On the other note, DGF's dad will get over it. He will be back wishing she was at your house soon--as soon as he gets over his GF leaving him. He also may be resentful of his DD and her little one if the GF blamed her leaving on the baby. Just keep being there for DGF and hang in there! The little one is sooo worth it!!
 
Hi! Congrats on your new grandchild!
I don't really have advice but have somethings I wanted to share. My husband and I got married when I was 20 and he was 23 (we were living by ourselves and supporting ourselves). We got pregnant right away (on purpose if anyone thinks that matters). When we told his family his mom complained that she was to young to be a grandmother (50). That pregnancy ended in a miscarriage. We were blessed with another pregnancy three months later. When we told his family about this pregnancy she said "I knew you would make sure you got what you wanted". It was a complicated pregnancy that landed me on bedrest at four months until delivery (at 21). When my son was born his family only stopped by on there way to AC. However she was never short on her advice (unwelcomed at that) and the most aggreviating acting like our son was her son in public. Five years later and nothing has changed except now we have limited contact- she doesn't make the effort and we can only handle so much.
People do things for different reasons. He might just be acting like this because he thinks it is the right thing. And even though my husband did stick up for us, as did I, you cannot change people like that. She never sees anything she does as wrong. All I can think of is keep an eye on the GF. If she keeps sleeping so much she might be depressed. If you persue things with her father she might feel uncomfortable coming to you. It might just be an added stress that she cannot handle right now. She has to be able to make those decisions on her own or she might become resentful.

#### [Questions]
A - Answer these questions using the forum posts:
(i) What does the first post say DGF's dad has to get over before he will wish she was at your house again?
(ii) How old was the mother-in-law when she complained that she was too young to be a grandmother?
(iii) How many months after the miscarriage did the second pregnancy come?
B - Say whether each statement agrees with the forum posts, and quote the words that decide it:
(i) At the time of the marriage, the couple was living with the husband's family.
(ii) The couple now has limited contact with the mother-in-law.
(iii) The husband did not stick up for the couple.
The records after this point are separate material with no connection to the forum posts.

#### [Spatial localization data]
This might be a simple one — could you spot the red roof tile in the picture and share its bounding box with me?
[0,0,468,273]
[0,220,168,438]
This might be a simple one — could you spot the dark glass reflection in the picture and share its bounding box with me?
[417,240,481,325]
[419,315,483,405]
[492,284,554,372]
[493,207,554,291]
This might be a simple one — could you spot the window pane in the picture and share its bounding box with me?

#### [Outputs in order]
A -
(i) His GF leaving him.
(ii) 50.
(iii) Three months.

B -
(i) No: "we were living by ourselves and supporting ourselves"
(ii) Yes: "now we have limited contact"
(iii) No: "my husband did stick up for us"